Dataset extract section start

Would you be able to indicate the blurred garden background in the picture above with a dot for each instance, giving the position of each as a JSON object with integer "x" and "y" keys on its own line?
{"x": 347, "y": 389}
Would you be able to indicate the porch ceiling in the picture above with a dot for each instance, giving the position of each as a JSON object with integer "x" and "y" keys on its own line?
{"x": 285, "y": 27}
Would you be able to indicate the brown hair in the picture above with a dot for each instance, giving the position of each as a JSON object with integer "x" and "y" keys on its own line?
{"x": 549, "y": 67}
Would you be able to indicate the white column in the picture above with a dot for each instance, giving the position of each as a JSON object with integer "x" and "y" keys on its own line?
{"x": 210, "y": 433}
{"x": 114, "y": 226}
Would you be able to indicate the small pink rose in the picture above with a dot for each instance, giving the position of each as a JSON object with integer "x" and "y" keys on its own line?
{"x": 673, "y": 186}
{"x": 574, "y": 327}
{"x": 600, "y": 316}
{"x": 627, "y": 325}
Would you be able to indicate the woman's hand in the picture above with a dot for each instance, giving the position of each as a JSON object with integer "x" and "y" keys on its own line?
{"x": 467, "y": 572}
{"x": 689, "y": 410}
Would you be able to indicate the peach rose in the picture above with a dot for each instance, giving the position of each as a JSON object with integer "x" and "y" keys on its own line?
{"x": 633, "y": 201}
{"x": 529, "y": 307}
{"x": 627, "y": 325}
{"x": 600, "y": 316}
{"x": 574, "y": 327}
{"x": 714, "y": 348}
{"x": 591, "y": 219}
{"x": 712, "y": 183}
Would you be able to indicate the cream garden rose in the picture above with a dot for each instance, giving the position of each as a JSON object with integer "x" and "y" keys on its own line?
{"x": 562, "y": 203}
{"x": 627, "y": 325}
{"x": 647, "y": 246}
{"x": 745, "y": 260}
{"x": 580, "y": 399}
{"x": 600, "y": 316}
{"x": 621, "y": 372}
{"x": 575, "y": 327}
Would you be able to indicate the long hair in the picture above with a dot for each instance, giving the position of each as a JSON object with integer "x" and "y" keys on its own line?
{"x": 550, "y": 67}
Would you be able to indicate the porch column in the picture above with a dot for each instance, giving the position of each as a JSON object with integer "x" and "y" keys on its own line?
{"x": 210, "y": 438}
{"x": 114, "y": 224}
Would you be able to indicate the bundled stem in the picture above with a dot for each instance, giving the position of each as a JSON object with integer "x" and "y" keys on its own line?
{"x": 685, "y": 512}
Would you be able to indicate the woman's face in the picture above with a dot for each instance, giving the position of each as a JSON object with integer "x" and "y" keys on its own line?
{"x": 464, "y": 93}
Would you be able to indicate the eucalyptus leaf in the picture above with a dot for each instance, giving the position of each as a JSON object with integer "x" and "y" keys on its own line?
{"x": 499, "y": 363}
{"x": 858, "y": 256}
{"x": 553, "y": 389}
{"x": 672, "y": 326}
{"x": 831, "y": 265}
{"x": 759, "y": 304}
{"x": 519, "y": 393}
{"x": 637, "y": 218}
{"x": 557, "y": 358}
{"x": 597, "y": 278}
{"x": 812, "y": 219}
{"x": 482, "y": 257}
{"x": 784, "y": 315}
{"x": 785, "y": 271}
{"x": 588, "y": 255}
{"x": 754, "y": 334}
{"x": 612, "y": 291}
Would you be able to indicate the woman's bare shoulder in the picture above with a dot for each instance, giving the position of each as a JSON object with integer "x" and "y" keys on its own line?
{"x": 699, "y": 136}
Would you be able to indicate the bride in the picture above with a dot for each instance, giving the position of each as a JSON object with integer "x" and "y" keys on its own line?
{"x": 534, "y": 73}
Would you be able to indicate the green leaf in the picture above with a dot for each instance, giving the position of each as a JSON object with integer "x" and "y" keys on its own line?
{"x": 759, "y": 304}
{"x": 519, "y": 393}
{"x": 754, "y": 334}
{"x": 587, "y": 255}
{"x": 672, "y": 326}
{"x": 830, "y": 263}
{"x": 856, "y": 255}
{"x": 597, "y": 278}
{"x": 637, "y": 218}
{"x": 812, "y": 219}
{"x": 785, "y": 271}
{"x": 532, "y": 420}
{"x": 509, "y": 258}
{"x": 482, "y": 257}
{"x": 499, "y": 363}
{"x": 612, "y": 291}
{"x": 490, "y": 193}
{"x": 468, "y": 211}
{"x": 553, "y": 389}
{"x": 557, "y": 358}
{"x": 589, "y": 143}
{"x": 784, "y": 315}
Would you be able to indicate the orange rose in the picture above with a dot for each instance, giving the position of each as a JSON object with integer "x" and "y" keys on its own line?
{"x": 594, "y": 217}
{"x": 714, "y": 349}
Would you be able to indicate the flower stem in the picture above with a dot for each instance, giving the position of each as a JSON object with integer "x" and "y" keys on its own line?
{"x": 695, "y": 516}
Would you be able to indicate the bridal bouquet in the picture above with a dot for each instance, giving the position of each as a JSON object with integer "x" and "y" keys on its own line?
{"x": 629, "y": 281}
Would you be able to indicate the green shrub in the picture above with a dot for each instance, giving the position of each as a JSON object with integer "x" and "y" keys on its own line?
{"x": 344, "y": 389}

Dataset extract section end

Directions: All entries above are to be repeated verbatim, down to the last line.

Result for this exercise:
Would you be able to indicate the blurred garden background in the picture above with a dot for each instance, giving the position of each as a JSON object with integer "x" and "y" keys on its own line?
{"x": 347, "y": 389}
Would you be able to indicate the porch ceiling in the picture above with a dot for each instance, giving the position of each as a JSON object with integer "x" and "y" keys on its own line?
{"x": 285, "y": 27}
Would you be able to indicate the brown hair in the picture above with a dot for each instance, giving the position of each as a JSON object with integer "x" and "y" keys on its own line?
{"x": 549, "y": 67}
Would you be able to indicate the white column in the picture above with a dot for each instance, giving the position of each as a JSON object with integer "x" and "y" keys on its own line?
{"x": 210, "y": 433}
{"x": 114, "y": 226}
Would you be able to indicate the small pink rose in the picture above with a dot for each instance, giving the position of each as a JSON object with integer "x" and "y" keys on its own line?
{"x": 673, "y": 186}
{"x": 574, "y": 327}
{"x": 600, "y": 316}
{"x": 627, "y": 325}
Would you be able to indicate the woman's hand in the picture above with a dot for each instance, giving the position of each as a JSON object with integer "x" and "y" keys on its own line?
{"x": 467, "y": 572}
{"x": 689, "y": 410}
Would you be able to indicate the peach rose in the picture above with a dot for each instance, giving the position of each as a JSON object with integer "x" and "y" keys on its own line?
{"x": 633, "y": 201}
{"x": 529, "y": 307}
{"x": 627, "y": 325}
{"x": 600, "y": 316}
{"x": 574, "y": 327}
{"x": 714, "y": 348}
{"x": 591, "y": 219}
{"x": 712, "y": 183}
Would you be able to indicate the cream garden rose in the picture above with a dot for each instance, giving the position of each as a JSON object with integer "x" and "y" keys on its own line?
{"x": 562, "y": 203}
{"x": 627, "y": 325}
{"x": 647, "y": 246}
{"x": 745, "y": 260}
{"x": 580, "y": 399}
{"x": 600, "y": 316}
{"x": 621, "y": 372}
{"x": 575, "y": 327}
Would you be able to indicate the long hair in the picture above with a dot for each instance, giving the position of each as a JSON object with integer "x" and "y" keys on its own line?
{"x": 550, "y": 67}
Would you be able to indicate the porch column in the picture above with a dot for each instance, giving the position of each as a JSON object with integer "x" and "y" keys on its own line?
{"x": 210, "y": 438}
{"x": 114, "y": 224}
Would you be able to indicate the bundled stem in the picture above with a dot for each instance, giving the position of each as a JSON object with integer "x" and "y" keys on its own line?
{"x": 685, "y": 512}
Would you be able to indicate the woman's face in the picture above with a dot for each instance, giving the position of each as a JSON object with integer "x" and "y" keys on its own line?
{"x": 464, "y": 93}
Would you be able to indicate the eucalyptus leaf in the picture above with a dot for each instance, giving the position of each as a JSON object with integer "x" and "y" keys on its own line?
{"x": 499, "y": 363}
{"x": 858, "y": 256}
{"x": 553, "y": 389}
{"x": 672, "y": 326}
{"x": 831, "y": 265}
{"x": 759, "y": 304}
{"x": 519, "y": 393}
{"x": 637, "y": 218}
{"x": 557, "y": 358}
{"x": 597, "y": 278}
{"x": 812, "y": 219}
{"x": 482, "y": 257}
{"x": 784, "y": 315}
{"x": 785, "y": 271}
{"x": 588, "y": 255}
{"x": 754, "y": 334}
{"x": 612, "y": 291}
Would you be able to indicate the woman's bare shoulder in the picture above with a dot for each instance, giving the position of each as a JSON object with integer "x" and "y" keys on its own line?
{"x": 699, "y": 136}
Would you be able to indicate the bride in the picture above with a dot for each instance, giving the position of each as a JSON object with integer "x" and "y" keys on its own line?
{"x": 534, "y": 73}
Would you be able to indicate the green leaf in the picture above with a dot for each instance, giving the position of each as a JSON object with integer "x" and "y" keys on its own line?
{"x": 759, "y": 304}
{"x": 519, "y": 393}
{"x": 754, "y": 334}
{"x": 587, "y": 255}
{"x": 672, "y": 326}
{"x": 830, "y": 263}
{"x": 856, "y": 255}
{"x": 597, "y": 278}
{"x": 637, "y": 218}
{"x": 812, "y": 219}
{"x": 785, "y": 271}
{"x": 532, "y": 420}
{"x": 509, "y": 258}
{"x": 482, "y": 257}
{"x": 499, "y": 363}
{"x": 612, "y": 291}
{"x": 490, "y": 193}
{"x": 468, "y": 211}
{"x": 553, "y": 389}
{"x": 557, "y": 358}
{"x": 589, "y": 143}
{"x": 784, "y": 315}
Would you be able to indicate the orange rose in the picture above with a dot for each instance, giving the position of each as a JSON object with integer "x" and "y" keys on its own line?
{"x": 594, "y": 217}
{"x": 714, "y": 349}
Would you be able to indicate the flower stem in the picture above with a dot for each instance, giving the position of each as a JSON object with integer "x" and "y" keys on its own line?
{"x": 695, "y": 516}
Would you be able to indicate the bridal bouquet in the picture above with a dot for each instance, giving the position of each as a JSON object with integer "x" and "y" keys on its own line?
{"x": 629, "y": 281}
Would you be able to indicate the green shrub in the picture above with a dot for each instance, giving the position of each as a JSON object with integer "x" and "y" keys on its own line?
{"x": 344, "y": 389}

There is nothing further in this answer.